__What is being asked__
Copy out the records that appear below, exactly as each one reads.

__Information supplied__
——
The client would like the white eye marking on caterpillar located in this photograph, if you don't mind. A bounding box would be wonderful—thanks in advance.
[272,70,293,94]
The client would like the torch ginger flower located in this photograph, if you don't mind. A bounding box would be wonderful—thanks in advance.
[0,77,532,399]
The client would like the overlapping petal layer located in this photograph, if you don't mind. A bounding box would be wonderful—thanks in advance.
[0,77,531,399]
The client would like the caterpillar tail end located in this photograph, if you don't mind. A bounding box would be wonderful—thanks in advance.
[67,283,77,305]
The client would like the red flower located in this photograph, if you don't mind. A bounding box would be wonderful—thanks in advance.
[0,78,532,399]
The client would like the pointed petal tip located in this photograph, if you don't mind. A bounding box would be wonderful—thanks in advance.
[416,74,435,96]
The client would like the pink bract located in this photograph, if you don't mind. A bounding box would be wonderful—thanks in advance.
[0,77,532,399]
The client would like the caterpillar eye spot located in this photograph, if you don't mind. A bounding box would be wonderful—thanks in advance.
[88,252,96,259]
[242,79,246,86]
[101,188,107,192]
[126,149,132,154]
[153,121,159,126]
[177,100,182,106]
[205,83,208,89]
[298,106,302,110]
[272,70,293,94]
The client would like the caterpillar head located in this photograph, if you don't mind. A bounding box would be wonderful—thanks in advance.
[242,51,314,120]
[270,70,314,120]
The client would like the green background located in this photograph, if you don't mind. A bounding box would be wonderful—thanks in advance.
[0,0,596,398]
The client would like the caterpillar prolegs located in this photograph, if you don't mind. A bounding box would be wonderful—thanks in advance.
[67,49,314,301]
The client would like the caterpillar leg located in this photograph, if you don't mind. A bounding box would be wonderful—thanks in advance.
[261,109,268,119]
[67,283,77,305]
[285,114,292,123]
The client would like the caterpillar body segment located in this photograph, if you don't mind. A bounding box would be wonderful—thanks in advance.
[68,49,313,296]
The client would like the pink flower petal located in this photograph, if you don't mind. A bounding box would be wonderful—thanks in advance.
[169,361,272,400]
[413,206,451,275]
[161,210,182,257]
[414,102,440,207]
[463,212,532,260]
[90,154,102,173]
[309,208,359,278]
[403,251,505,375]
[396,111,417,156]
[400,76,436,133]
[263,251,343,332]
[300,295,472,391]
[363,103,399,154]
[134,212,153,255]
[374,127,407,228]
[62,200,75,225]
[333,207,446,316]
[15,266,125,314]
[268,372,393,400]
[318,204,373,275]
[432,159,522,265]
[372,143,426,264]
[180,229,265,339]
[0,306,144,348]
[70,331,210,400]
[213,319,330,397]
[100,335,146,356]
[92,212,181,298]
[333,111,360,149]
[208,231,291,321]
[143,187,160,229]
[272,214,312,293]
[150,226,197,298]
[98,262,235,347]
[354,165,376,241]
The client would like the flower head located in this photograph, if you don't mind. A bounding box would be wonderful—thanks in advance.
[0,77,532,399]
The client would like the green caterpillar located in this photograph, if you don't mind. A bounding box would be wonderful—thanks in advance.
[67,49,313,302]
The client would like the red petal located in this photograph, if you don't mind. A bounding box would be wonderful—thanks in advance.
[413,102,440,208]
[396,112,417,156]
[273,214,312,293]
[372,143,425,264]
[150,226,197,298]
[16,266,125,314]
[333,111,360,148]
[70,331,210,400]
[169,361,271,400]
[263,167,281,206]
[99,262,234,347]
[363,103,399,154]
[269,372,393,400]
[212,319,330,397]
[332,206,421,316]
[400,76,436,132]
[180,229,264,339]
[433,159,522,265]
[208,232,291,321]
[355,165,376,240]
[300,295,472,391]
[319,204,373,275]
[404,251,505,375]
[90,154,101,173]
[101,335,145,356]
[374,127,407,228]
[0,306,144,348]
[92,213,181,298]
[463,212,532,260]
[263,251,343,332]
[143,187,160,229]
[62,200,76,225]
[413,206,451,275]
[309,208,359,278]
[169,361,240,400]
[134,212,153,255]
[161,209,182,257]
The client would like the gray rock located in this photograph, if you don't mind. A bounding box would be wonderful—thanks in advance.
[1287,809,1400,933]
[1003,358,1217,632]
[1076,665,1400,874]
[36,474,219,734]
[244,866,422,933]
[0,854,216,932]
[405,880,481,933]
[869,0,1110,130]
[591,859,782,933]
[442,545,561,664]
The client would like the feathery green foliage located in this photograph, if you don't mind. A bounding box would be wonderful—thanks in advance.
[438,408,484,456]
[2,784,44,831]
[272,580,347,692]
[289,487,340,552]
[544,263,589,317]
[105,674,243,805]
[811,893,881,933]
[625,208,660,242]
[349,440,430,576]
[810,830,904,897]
——
__Reply__
The client would like the white eye marking on caterpillar located in this photograph, if you don't mind. A bounding box would be wonderful—thanks in advance.
[272,70,293,94]
The client would like the torch ginger flower located in this photograph, if you don't mind. A bounding box would be wonderful—thanks in advance.
[0,77,532,399]
The client would like the overlapping petal layer located in this photograph, if you don't mind. A bounding box would be wonderful—thanks in advance.
[0,77,531,399]
The client would like the caterpillar tail end located in this photograph, if you don't mind. A bounding box would be wonderful—thanks in advance.
[67,283,77,305]
The client would like the red flower located in this photograph, if you don't mind. A bounding box would be wonderful—thanks in advance.
[0,78,532,399]
The client would like the pointed petal tip located in this photograph, if you don't mind. A bounding box would be wonderful—thanks in advance.
[416,74,435,96]
The client would like the pink bract located in this photograph, if you don't mind. A bounding box would be wonderful—thanks in advance.
[0,77,532,399]
The client would like the caterpillar eye spot located in this photograph, if you don't mind. A bounding box would be wonderful—thanks in advance.
[88,252,96,259]
[242,79,246,86]
[101,188,107,192]
[126,149,132,154]
[153,121,159,126]
[177,100,182,106]
[205,83,208,89]
[298,106,302,110]
[272,70,293,94]
The client would like the caterpillar head located in this photograph, if you don't mind. A bounding box would be wonderful—thanks in advance.
[242,51,314,120]
[270,70,314,120]
The client would like the green background located in this photograph, if you don't mind. A bounding box would be wonderful—thanks in advance.
[0,0,596,398]
The client would like the caterpillar prolegs located in this photograph, if you don't mind. A bounding box would be wonderful—thanks in advance.
[67,49,314,301]
The client would like the caterpillar leg located in this photograph, if you don't mind. A bounding box would be wonderful—thanks in advance.
[261,109,268,119]
[67,283,77,305]
[285,114,292,123]
The client would like the caterpillar body segment located in this photograph, if you don't mind. A bounding box would be wonderful—thanks in advance.
[68,49,313,296]
The client would like the pink flower petal located in this photograph, if you don't mind. A bounding box would be wonderful—thanks in advance.
[169,361,272,400]
[413,206,451,275]
[161,210,182,257]
[414,102,440,207]
[463,212,532,260]
[90,154,102,173]
[309,208,359,278]
[403,251,505,375]
[396,111,417,156]
[400,76,436,133]
[263,251,343,332]
[300,295,472,391]
[363,103,399,154]
[134,212,153,255]
[374,127,407,228]
[62,200,75,225]
[333,207,446,316]
[15,266,125,314]
[268,372,393,400]
[318,204,373,275]
[432,159,522,265]
[372,143,426,264]
[180,229,265,339]
[0,306,144,348]
[70,331,210,400]
[213,319,330,397]
[100,335,146,356]
[92,212,181,298]
[333,111,360,149]
[208,231,291,321]
[143,187,160,229]
[272,214,312,293]
[150,226,197,298]
[98,262,235,347]
[354,165,376,241]
The client would like the flower head located in this photograph, if you don't mind. A bounding box would be wonderful—thanks in advance.
[0,77,532,399]
The client would like the green caterpillar located in this photograph, if you don't mind. A bounding box would be wonderful—thanks in advance.
[67,49,313,302]
The client would like the red petal located in this photograph, if you don't mind. A bounding box would be wonderful—thanks in advance.
[413,102,440,208]
[396,112,417,156]
[273,214,312,293]
[372,143,425,264]
[150,226,197,298]
[16,266,125,314]
[333,111,360,148]
[70,331,210,400]
[169,361,271,400]
[263,167,281,206]
[99,262,234,347]
[363,103,399,154]
[269,372,393,400]
[212,319,330,397]
[332,206,421,316]
[400,76,436,132]
[180,229,264,339]
[433,159,522,265]
[208,232,291,321]
[355,165,376,240]
[300,295,472,391]
[319,204,373,275]
[404,251,505,375]
[90,154,101,173]
[101,335,145,356]
[374,127,407,228]
[0,306,144,348]
[92,213,181,298]
[463,212,532,260]
[263,251,343,332]
[143,187,160,229]
[62,200,76,225]
[413,206,451,275]
[309,208,359,278]
[169,361,240,400]
[134,212,153,255]
[161,209,182,257]
The client would like the gray rock located in this photograph, if you don't mind. A bounding box would be wonderful—thanks in advance.
[1287,809,1400,933]
[1003,358,1217,632]
[1076,665,1400,874]
[36,474,219,734]
[244,866,422,933]
[0,854,216,932]
[405,880,481,933]
[869,0,1110,130]
[591,859,782,933]
[442,545,561,664]
The client would like the feathery green foliage located in this photograph, if you don't mind. A bounding box would be wonderful—thanks in advance.
[438,408,484,456]
[2,784,44,831]
[272,580,347,692]
[289,487,340,552]
[544,263,589,317]
[105,674,243,805]
[811,893,881,933]
[625,208,660,242]
[349,440,430,576]
[810,830,904,897]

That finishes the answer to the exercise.